Please put the material starting at the line that contains "Can you find the black belt" and ending at the line that contains "pixel 61 219", both lines included, into a numbered list, leaving out any blank lines.

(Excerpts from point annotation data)
>>>
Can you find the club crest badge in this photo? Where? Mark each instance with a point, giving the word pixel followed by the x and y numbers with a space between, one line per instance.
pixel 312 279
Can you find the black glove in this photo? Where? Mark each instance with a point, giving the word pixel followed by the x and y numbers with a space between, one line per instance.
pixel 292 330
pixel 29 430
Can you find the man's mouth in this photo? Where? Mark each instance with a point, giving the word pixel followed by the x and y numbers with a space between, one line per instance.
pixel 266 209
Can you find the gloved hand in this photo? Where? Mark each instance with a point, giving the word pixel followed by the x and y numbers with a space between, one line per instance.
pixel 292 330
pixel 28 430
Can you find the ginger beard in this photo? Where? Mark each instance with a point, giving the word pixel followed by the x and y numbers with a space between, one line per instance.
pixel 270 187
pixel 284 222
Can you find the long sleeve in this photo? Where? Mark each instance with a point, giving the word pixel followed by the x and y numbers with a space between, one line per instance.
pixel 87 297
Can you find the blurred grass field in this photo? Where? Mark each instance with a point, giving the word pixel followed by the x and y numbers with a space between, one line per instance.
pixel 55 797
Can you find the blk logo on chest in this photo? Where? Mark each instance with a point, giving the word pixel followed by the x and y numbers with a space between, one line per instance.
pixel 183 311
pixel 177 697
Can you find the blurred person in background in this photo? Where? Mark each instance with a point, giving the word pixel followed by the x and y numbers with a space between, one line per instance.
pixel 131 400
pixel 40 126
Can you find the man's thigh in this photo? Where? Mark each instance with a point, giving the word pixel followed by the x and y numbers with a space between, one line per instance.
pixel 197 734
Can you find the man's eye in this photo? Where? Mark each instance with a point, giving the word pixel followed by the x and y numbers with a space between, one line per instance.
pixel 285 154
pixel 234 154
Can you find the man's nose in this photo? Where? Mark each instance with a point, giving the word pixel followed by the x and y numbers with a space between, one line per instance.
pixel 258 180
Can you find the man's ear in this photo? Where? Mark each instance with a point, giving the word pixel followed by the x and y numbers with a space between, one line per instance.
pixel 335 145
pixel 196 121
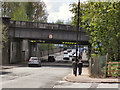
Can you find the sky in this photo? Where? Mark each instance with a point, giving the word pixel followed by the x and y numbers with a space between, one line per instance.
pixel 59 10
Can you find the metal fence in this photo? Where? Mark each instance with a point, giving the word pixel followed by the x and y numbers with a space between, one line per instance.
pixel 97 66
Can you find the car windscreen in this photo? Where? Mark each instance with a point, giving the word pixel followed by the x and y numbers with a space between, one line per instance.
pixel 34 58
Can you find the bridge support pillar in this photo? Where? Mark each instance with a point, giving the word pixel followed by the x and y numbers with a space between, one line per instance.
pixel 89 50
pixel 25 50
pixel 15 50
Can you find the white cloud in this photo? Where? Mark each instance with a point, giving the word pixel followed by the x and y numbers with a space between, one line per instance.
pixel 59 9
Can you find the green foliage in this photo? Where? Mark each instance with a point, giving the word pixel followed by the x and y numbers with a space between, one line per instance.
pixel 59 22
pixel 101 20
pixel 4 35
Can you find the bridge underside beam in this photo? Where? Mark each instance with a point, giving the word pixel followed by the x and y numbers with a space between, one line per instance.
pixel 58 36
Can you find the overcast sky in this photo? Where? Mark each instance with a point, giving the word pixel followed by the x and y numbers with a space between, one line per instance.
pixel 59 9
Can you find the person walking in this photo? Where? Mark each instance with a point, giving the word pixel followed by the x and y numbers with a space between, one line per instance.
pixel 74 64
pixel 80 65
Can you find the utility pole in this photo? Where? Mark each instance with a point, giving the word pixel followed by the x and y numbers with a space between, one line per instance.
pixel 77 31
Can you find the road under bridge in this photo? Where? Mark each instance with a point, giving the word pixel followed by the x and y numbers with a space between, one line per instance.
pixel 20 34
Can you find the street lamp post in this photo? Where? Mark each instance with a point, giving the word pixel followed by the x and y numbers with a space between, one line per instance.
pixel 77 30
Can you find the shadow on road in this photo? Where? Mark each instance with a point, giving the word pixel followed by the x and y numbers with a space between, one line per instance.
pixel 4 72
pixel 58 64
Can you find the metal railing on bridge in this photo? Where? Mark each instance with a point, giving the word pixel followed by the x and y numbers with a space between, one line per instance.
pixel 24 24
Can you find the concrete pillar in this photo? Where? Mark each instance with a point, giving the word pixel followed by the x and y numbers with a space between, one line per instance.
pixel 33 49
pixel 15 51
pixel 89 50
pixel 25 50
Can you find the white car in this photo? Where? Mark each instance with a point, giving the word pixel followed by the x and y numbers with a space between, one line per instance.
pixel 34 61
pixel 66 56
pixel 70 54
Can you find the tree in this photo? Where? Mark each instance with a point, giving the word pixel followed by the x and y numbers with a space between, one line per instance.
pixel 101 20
<<<
>>>
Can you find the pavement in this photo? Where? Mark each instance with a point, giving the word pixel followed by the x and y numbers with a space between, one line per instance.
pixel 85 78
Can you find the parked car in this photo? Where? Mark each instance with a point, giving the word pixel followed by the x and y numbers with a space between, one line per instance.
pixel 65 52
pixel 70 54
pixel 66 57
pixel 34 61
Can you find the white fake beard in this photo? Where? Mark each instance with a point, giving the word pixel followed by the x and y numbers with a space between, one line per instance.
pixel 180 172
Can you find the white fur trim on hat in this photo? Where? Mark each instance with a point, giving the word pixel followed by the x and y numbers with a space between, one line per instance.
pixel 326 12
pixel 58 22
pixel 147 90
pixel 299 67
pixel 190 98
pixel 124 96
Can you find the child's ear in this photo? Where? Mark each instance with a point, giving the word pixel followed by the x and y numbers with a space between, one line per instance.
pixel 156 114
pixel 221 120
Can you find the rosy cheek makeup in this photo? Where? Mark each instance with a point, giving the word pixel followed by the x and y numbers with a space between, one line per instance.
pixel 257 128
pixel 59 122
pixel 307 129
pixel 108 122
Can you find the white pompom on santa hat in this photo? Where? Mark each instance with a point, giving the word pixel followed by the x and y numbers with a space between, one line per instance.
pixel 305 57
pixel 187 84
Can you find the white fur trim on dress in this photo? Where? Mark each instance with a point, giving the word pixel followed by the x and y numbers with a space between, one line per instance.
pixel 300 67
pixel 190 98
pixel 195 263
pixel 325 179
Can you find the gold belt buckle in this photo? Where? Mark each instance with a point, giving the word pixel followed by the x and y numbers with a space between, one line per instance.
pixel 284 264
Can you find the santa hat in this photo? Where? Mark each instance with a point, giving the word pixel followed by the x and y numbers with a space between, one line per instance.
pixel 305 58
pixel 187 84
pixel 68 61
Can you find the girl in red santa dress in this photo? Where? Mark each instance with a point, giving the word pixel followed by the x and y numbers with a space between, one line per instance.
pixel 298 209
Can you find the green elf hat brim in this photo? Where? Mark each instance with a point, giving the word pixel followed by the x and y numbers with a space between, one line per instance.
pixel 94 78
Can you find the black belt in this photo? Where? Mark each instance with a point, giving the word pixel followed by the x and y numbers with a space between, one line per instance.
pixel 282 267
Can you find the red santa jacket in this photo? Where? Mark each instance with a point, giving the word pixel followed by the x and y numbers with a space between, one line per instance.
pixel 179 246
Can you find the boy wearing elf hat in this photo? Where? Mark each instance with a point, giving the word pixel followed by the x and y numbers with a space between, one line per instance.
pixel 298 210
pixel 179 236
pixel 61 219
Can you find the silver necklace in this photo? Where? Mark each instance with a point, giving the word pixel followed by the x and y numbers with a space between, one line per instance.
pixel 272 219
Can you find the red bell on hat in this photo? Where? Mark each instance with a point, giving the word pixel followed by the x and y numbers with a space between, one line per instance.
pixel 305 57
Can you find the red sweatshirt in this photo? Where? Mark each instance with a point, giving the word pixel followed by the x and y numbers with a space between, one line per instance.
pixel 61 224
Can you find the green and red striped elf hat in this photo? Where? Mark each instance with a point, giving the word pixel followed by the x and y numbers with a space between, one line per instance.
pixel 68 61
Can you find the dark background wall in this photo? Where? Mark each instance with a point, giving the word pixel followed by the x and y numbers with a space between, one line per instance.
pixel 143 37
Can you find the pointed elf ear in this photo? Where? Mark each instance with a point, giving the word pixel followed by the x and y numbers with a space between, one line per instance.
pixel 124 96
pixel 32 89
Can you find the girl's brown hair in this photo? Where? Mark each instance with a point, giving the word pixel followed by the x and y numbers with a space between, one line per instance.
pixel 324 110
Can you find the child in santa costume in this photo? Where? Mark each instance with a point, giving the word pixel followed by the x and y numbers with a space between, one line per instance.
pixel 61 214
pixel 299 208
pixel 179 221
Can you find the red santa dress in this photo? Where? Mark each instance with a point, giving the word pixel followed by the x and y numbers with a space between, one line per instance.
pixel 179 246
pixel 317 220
<<<
Solution for this problem:
1. Can you find the black belt in this photo? Where? Mark each instance with a point, giving the word pixel followed by the x and y numbers with a space between, one line per instance.
2. pixel 282 267
3. Can you find the red santa jacket in this photo? Where? Mark each instance with a point, giving the word pixel followed by the x and y numbers with a space between, one line per instance.
4. pixel 179 246
5. Can you find the boy wearing elf hat in this photo? Where? Mark each instance with a point, giving the word pixel followed by the x and y numbers with a space between, one line per instance.
6. pixel 298 210
7. pixel 179 236
8. pixel 61 219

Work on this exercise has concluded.